Study text:
Many Knives, Many Lives
I wear many hats and wield many knives
While making dinner the other day, dicing red peppers, I realized that in my life, I use a lot of different knives. That gave me an idea for an article. I decided today that I would combine two objectives and make this my bio. After all, isn’t the knowledge of what knives I use everything you need to know about me?

In the evenings, I love to chop vegetables. There’s something so meditative in doing it properly. The fine dice, the crosshatching of mincing, the heavy, crude chops for soup stock carrots, potatoes and onions. I love it. These days I wield a Misen, a surprisingly useful chef’s knife at a reasonable price. My favorite part of it is how the handle is molded to be in-line with the neck of the blade. No weird corner gunk to clean out, no stabby bits on the grip. It‘s nice. My other ride is a beautiful handmade knife that my partner got me for my birthday. The blade is hand-forged steel, the handle is a dark, oiled wood. It’s sharp and heavy and so nice to use. But it was so expensive (in my view, but it’s not like one of those $1000 knives) and I worry about it, so after each use I hand wash it and oil up the blade and the handle. I know that will make it last longer, but it also makes my prep work longer. For the every day, I use a really old Kitchen Aid santoku knife that has a pink breast cancer month handle. You know, this knife is probably ten years old and I throw it in the dishwasher and it’s fine. I’ve used a hand-sharpener to sharpen it once or twice.

Task requirements:
Reproduce the knives piece above word for word, in full.

[Lines excerpted from a collection]
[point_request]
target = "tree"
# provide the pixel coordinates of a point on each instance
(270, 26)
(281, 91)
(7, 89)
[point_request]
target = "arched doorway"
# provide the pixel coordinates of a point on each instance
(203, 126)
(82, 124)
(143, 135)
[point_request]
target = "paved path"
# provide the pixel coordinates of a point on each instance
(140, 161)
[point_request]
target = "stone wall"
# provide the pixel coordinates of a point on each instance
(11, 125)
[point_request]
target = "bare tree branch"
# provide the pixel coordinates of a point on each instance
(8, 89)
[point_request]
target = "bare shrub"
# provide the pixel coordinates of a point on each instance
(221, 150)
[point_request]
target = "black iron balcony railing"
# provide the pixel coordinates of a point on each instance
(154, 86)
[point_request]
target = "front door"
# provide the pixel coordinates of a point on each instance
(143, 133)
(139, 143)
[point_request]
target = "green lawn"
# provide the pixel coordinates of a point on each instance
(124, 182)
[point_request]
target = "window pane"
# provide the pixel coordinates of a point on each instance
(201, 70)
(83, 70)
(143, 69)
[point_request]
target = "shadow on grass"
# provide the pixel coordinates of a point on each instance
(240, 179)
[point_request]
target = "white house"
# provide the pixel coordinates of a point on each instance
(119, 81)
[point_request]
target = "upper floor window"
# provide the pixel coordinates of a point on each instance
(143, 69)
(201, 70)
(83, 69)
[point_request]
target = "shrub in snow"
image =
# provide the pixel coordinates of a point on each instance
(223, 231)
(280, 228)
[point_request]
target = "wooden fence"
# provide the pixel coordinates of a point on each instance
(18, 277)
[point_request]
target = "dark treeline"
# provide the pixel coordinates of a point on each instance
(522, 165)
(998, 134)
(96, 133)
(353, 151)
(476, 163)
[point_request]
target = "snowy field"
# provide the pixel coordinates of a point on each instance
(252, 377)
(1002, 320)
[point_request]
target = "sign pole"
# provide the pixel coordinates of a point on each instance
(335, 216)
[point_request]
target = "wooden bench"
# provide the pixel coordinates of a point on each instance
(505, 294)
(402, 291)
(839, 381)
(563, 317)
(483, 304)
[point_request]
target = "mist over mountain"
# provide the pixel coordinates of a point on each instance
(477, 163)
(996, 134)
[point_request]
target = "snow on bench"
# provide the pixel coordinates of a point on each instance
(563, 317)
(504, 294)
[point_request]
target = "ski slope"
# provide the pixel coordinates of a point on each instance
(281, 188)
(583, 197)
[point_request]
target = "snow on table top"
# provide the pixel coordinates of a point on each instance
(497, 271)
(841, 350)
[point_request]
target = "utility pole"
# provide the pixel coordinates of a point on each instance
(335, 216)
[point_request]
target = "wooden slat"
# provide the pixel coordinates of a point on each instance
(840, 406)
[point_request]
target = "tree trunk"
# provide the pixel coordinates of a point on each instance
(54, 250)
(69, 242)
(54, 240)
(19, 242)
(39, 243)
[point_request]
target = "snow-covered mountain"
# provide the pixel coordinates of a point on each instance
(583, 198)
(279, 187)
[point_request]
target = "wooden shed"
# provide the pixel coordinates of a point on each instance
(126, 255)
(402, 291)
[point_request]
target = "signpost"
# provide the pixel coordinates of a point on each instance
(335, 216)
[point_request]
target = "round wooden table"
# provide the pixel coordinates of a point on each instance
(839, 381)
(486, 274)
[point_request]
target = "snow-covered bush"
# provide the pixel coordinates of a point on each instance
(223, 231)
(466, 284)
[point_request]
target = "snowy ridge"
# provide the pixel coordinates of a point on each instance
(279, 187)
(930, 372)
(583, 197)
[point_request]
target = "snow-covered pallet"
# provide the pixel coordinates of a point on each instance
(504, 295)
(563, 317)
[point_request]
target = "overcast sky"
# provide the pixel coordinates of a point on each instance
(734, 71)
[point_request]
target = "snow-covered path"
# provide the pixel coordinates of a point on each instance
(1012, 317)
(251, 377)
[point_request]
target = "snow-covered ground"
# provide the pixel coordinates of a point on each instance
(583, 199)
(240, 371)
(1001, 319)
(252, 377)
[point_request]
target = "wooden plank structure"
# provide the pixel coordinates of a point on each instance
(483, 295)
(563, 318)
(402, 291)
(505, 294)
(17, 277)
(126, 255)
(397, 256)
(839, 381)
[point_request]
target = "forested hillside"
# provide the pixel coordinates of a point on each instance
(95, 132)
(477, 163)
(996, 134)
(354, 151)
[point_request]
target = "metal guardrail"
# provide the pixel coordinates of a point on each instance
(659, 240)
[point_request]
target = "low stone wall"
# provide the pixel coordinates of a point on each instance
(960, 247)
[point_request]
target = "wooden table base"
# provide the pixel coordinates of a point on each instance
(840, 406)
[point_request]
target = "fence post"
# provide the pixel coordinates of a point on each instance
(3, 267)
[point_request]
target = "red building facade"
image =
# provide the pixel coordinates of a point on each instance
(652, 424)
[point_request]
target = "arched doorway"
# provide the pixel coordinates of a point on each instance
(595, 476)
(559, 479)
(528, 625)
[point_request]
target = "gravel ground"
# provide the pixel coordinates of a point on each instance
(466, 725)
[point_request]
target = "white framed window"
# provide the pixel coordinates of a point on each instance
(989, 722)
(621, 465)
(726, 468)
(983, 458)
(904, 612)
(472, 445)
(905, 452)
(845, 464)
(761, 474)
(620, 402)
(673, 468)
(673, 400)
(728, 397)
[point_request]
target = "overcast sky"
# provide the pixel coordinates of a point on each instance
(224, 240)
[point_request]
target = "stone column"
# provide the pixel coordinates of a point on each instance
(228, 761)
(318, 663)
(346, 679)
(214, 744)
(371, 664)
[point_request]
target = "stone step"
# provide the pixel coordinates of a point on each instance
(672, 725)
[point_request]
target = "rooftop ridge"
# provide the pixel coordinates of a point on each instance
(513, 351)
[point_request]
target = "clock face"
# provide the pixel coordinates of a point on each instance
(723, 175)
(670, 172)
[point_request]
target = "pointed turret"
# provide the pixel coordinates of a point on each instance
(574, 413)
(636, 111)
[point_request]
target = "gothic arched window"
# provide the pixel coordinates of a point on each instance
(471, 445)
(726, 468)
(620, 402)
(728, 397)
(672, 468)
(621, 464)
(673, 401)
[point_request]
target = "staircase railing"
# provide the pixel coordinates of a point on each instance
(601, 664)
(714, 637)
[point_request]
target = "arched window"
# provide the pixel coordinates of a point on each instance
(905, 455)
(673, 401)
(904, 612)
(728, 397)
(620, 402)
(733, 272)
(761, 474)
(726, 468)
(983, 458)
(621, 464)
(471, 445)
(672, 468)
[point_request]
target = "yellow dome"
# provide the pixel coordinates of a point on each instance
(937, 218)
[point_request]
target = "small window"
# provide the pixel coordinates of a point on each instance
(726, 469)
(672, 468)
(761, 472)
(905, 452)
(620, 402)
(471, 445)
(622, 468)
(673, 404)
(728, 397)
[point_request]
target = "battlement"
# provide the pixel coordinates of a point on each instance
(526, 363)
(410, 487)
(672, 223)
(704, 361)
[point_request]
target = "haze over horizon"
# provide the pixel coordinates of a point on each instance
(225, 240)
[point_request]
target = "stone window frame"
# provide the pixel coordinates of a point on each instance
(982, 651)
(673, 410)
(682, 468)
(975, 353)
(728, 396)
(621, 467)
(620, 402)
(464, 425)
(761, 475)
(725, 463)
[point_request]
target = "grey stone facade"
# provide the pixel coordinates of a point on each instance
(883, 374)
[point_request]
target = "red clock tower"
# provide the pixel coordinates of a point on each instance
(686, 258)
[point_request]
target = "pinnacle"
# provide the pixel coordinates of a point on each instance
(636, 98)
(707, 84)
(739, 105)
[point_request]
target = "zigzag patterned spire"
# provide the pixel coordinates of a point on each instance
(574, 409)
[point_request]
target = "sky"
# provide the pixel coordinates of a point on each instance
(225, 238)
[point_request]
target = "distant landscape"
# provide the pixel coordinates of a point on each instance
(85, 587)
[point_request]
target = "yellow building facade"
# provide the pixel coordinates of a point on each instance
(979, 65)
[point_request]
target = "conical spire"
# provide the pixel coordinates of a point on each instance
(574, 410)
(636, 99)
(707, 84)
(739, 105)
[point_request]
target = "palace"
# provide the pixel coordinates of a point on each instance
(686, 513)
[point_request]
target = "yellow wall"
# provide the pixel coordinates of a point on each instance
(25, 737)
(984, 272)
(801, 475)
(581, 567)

Answer to this task:
Many Knives, Many Lives
I wear many hats and wield many knives
While making dinner the other day, dicing red peppers, I realized that in my life, I use a lot of different knives. That gave me an idea for an article. I decided today that I would combine two objectives and make this my bio. After all, isn’t the knowledge of what knives I use everything you need to know about me?

In the evenings, I love to chop vegetables. There’s something so meditative in doing it properly. The fine dice, the crosshatching of mincing, the heavy, crude chops for soup stock carrots, potatoes and onions. I love it. These days I wield a Misen, a surprisingly useful chef’s knife at a reasonable price. My favorite part of it is how the handle is molded to be in-line with the neck of the blade. No weird corner gunk to clean out, no stabby bits on the grip. It‘s nice. My other ride is a beautiful handmade knife that my partner got me for my birthday. The blade is hand-forged steel, the handle is a dark, oiled wood. It’s sharp and heavy and so nice to use. But it was so expensive (in my view, but it’s not like one of those $1000 knives) and I worry about it, so after each use I hand wash it and oil up the blade and the handle. I know that will make it last longer, but it also makes my prep work longer. For the every day, I use a really old Kitchen Aid santoku knife that has a pink breast cancer month handle. You know, this knife is probably ten years old and I throw it in the dishwasher and it’s fine. I’ve used a hand-sharpener to sharpen it once or twice.